*Exercise*.
Reproduce each record exactly, leaving out no line.

*Data for this task*.
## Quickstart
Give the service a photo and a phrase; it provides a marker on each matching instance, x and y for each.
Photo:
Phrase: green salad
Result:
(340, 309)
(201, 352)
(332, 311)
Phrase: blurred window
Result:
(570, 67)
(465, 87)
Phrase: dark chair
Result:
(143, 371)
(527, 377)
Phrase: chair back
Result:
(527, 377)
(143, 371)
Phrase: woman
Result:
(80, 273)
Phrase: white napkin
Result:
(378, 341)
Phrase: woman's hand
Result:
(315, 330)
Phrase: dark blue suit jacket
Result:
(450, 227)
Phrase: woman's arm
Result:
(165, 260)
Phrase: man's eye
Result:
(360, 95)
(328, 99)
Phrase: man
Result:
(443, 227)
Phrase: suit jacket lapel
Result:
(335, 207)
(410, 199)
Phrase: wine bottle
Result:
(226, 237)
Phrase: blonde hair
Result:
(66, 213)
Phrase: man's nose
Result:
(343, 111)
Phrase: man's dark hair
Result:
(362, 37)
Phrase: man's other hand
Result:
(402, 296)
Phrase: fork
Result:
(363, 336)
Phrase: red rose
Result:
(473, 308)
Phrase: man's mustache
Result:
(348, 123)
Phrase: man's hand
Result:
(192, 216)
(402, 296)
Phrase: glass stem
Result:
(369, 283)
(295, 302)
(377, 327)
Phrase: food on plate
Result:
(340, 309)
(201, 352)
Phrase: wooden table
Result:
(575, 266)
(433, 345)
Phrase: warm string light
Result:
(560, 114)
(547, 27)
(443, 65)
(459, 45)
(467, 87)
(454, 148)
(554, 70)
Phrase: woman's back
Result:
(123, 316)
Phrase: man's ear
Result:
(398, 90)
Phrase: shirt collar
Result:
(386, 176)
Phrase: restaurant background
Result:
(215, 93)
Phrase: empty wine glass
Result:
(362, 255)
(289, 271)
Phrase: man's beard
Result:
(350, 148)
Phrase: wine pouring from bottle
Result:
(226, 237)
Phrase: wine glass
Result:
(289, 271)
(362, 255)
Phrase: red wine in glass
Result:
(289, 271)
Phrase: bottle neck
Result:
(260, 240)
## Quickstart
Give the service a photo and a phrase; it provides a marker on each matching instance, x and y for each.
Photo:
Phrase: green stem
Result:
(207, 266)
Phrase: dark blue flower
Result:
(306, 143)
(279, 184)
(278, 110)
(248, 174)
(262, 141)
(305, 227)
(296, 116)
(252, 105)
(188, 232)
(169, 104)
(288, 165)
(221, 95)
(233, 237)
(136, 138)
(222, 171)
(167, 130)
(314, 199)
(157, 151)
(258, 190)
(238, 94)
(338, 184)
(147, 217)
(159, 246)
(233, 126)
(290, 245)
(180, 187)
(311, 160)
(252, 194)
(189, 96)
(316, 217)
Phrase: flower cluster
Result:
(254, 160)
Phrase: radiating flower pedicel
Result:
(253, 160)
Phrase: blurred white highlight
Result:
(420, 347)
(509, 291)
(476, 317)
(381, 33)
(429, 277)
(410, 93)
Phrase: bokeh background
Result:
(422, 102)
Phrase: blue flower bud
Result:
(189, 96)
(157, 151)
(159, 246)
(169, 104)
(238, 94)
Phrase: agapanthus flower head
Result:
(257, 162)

*Reply*.
## Quickstart
Give the service a photo and a phrase; it provides a marker on each matching instance, x and y for each.
Photo:
Phrase: green salad
Result:
(340, 309)
(201, 352)
(332, 311)
Phrase: blurred window
Result:
(570, 67)
(465, 87)
Phrase: dark chair
Result:
(143, 371)
(527, 377)
Phrase: chair back
Result:
(527, 377)
(143, 371)
Phrase: woman
Result:
(80, 273)
Phrase: white napkin
Result:
(378, 341)
Phrase: woman's hand
Result:
(315, 330)
Phrase: dark blue suit jacket
Result:
(450, 227)
Phrase: woman's arm
Result:
(165, 260)
Phrase: man's eye
Result:
(360, 95)
(328, 99)
Phrase: man
Result:
(443, 227)
Phrase: suit jacket lapel
Result:
(335, 207)
(410, 199)
Phrase: wine bottle
Result:
(226, 237)
Phrase: blonde hair
Result:
(66, 213)
Phrase: man's nose
Result:
(343, 111)
Phrase: man's dark hair
Result:
(362, 37)
Phrase: man's other hand
Result:
(402, 296)
Phrase: fork
Result:
(363, 336)
Phrase: red rose
Result:
(473, 308)
Phrase: man's mustache
Result:
(348, 123)
Phrase: man's hand
Result:
(192, 216)
(402, 296)
Phrase: glass stem
Result:
(369, 283)
(295, 302)
(377, 327)
Phrase: food on plate
Result:
(340, 309)
(201, 352)
Phrase: wooden table
Result:
(575, 266)
(433, 345)
Phrase: warm string light
Result:
(560, 114)
(547, 27)
(443, 65)
(459, 45)
(467, 87)
(454, 148)
(554, 70)
Phrase: woman's back
Result:
(123, 316)
Phrase: man's ear
Result:
(398, 90)
Phrase: shirt collar
Result:
(386, 176)
Phrase: restaurant background
Result:
(215, 93)
Phrase: empty wine glass
Result:
(362, 255)
(289, 271)
Phrase: man's beard
Result:
(350, 148)
Phrase: wine pouring from bottle
Result:
(226, 237)
Phrase: wine glass
Result:
(289, 271)
(362, 255)
Phrase: red wine in glass
Result:
(289, 271)
Phrase: bottle neck
Result:
(260, 240)
## Quickstart
Give the service a photo and a phrase; it provides a marker on each matching instance, x and y for each.
Photo:
Phrase: green stem
Result:
(207, 266)
Phrase: dark blue flower
Result:
(306, 143)
(279, 184)
(278, 110)
(248, 174)
(262, 141)
(305, 227)
(296, 116)
(252, 105)
(188, 232)
(169, 104)
(288, 165)
(221, 95)
(233, 237)
(136, 138)
(222, 171)
(167, 130)
(314, 199)
(157, 151)
(258, 190)
(238, 94)
(338, 184)
(147, 217)
(159, 246)
(233, 126)
(290, 245)
(180, 187)
(311, 160)
(252, 194)
(189, 96)
(316, 217)
Phrase: flower cluster
Result:
(254, 160)
Phrase: radiating flower pedicel
Result:
(253, 160)
Phrase: blurred white highlight
Result:
(420, 347)
(509, 291)
(476, 317)
(381, 33)
(429, 277)
(410, 93)
Phrase: bokeh background
Result:
(422, 102)
Phrase: blue flower bud
Result:
(189, 96)
(157, 151)
(159, 246)
(169, 104)
(238, 94)
Phrase: agapanthus flower head
Result:
(257, 162)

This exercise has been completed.